▶ **EXERCISE GOAL**
All of the data must be returned exactly as given.

[Saved entries]
:::

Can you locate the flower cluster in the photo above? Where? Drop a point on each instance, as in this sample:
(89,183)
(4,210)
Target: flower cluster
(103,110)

:::

▶ **EXERCISE ANSWER**
Can you locate the flower cluster in the photo above? Where? Drop a point on each instance, as in this sample:
(89,183)
(4,210)
Target: flower cluster
(103,110)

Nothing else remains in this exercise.